Saved data entries:
*** Begin section ***

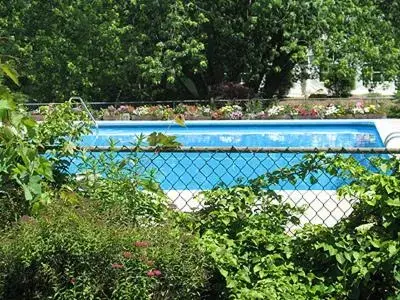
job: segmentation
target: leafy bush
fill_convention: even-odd
[[[59,175],[68,163],[66,156],[74,152],[75,142],[90,131],[87,116],[73,111],[72,105],[66,102],[47,109],[39,124],[13,97],[1,100],[0,208],[4,225],[49,202],[49,186],[62,182]],[[57,148],[45,151],[47,146]]]
[[[299,233],[293,245],[296,258],[326,282],[337,282],[336,297],[398,297],[399,161],[377,158],[372,164],[374,171],[351,157],[322,156],[317,164],[330,174],[350,178],[352,182],[338,193],[357,199],[357,203],[351,215],[334,227],[310,226]]]
[[[389,108],[389,111],[387,113],[388,118],[400,118],[400,106],[399,105],[392,105]]]
[[[86,202],[24,216],[0,240],[2,299],[190,299],[206,279],[191,234],[111,225]]]
[[[298,223],[301,209],[256,186],[218,188],[203,197],[196,224],[215,276],[223,278],[218,297],[320,299],[329,291],[291,261],[295,249],[286,227]]]
[[[325,74],[325,87],[334,97],[349,97],[355,88],[356,77],[354,71],[336,66]]]
[[[328,228],[306,225],[292,234],[301,211],[268,189],[317,171],[347,179],[339,197],[356,200],[348,218]],[[400,294],[400,163],[306,155],[249,186],[202,194],[205,208],[192,223],[215,267],[215,298],[397,299]],[[311,175],[311,176],[310,176]]]
[[[76,153],[74,163],[81,174],[70,186],[113,222],[139,225],[165,220],[170,212],[167,198],[154,172],[140,166],[140,155],[143,153]]]

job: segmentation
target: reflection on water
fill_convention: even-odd
[[[329,133],[329,134],[207,134],[176,135],[179,142],[187,147],[380,147],[381,142],[373,133]],[[84,138],[85,145],[106,146],[109,136],[100,135]],[[114,135],[113,140],[120,146],[132,145],[135,134]]]
[[[311,124],[201,124],[100,125],[98,136],[84,137],[84,145],[106,146],[112,138],[120,146],[132,145],[139,134],[174,135],[184,146],[195,147],[381,147],[373,123]]]

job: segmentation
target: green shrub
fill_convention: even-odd
[[[400,106],[399,105],[392,105],[389,107],[389,111],[387,113],[388,118],[398,119],[400,118]]]
[[[336,66],[325,74],[324,84],[332,96],[349,97],[355,88],[356,74],[353,70]]]
[[[291,261],[295,250],[286,227],[298,223],[301,210],[253,186],[218,188],[203,197],[196,223],[216,276],[223,279],[218,297],[320,299],[329,292]]]
[[[168,218],[168,199],[154,172],[141,167],[140,153],[77,152],[74,161],[80,174],[72,177],[69,185],[110,222],[139,225]]]
[[[112,226],[88,203],[24,216],[0,240],[2,299],[196,299],[205,285],[191,234]]]
[[[293,241],[296,260],[326,282],[338,283],[338,298],[394,299],[400,294],[400,165],[397,158],[371,161],[368,169],[352,157],[317,160],[328,173],[352,180],[338,194],[357,203],[334,227],[309,226]]]
[[[351,156],[305,155],[249,186],[203,193],[205,208],[192,226],[220,281],[215,298],[398,299],[400,163],[369,159],[364,166]],[[306,225],[288,234],[299,211],[268,186],[314,182],[321,170],[348,180],[338,196],[356,201],[353,212],[331,228]]]
[[[51,186],[62,183],[66,157],[74,152],[80,137],[90,131],[87,116],[74,112],[72,105],[66,102],[48,108],[44,121],[37,123],[13,97],[1,99],[1,227],[21,214],[37,211],[51,200]],[[46,146],[57,149],[45,152]]]

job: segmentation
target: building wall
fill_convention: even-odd
[[[368,87],[363,85],[361,80],[356,81],[356,87],[351,92],[354,96],[361,96],[369,94]],[[374,88],[373,93],[378,93],[383,96],[392,96],[396,93],[396,87],[394,82],[387,82],[383,84],[377,85]],[[299,98],[299,97],[308,97],[311,94],[328,94],[328,90],[324,87],[324,84],[318,79],[308,79],[305,84],[305,94],[302,93],[302,85],[301,82],[296,82],[293,87],[290,89],[288,97],[291,98]]]

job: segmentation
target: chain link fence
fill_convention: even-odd
[[[375,172],[374,158],[400,154],[400,150],[385,148],[82,147],[79,150],[70,161],[70,175],[92,176],[94,180],[126,175],[151,178],[176,209],[186,212],[201,209],[202,191],[250,184],[257,178],[275,174],[280,176],[279,180],[265,188],[276,192],[284,201],[304,206],[302,224],[327,226],[348,216],[357,201],[356,197],[338,197],[337,189],[349,183],[349,179],[340,174],[333,176],[323,169],[310,169],[304,176],[288,173],[288,169],[304,162],[305,157],[312,163],[313,155],[326,153],[328,157],[352,157]]]

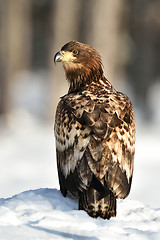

*** End section ***

(Task directions): Lines holding the word "target" are the answer; copy each one from the records above.

(Problem solution):
target: leafy bush
target: reflection on water
target: green shrub
target: building wall
target: chain link fence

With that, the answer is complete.